[[ DATA PROVIDED, beginning ]]

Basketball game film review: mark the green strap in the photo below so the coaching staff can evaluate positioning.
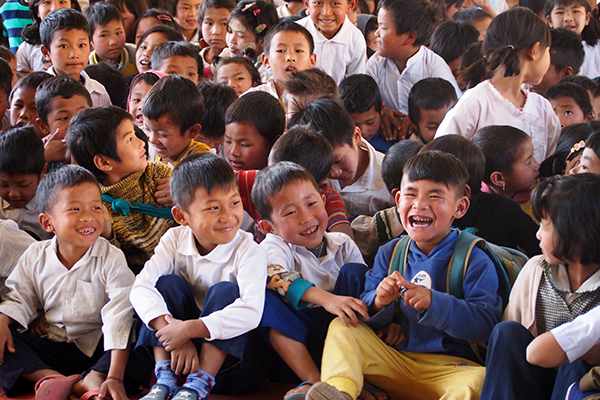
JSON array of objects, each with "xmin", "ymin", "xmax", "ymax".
[
  {"xmin": 388, "ymin": 235, "xmax": 412, "ymax": 276},
  {"xmin": 102, "ymin": 194, "xmax": 174, "ymax": 220},
  {"xmin": 448, "ymin": 231, "xmax": 485, "ymax": 299}
]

[[ DATA PROVIDED, end ]]

WHAT YOU ARE ASKED TO DO: Print exactly the stretch of lines beginning with the one that holds "JSON array of" and ending at the last line above.

RESPONSE TO THE TASK:
JSON array of objects, each with "xmin", "ymin", "xmax", "ymax".
[
  {"xmin": 388, "ymin": 235, "xmax": 412, "ymax": 276},
  {"xmin": 102, "ymin": 194, "xmax": 174, "ymax": 220},
  {"xmin": 448, "ymin": 231, "xmax": 485, "ymax": 299}
]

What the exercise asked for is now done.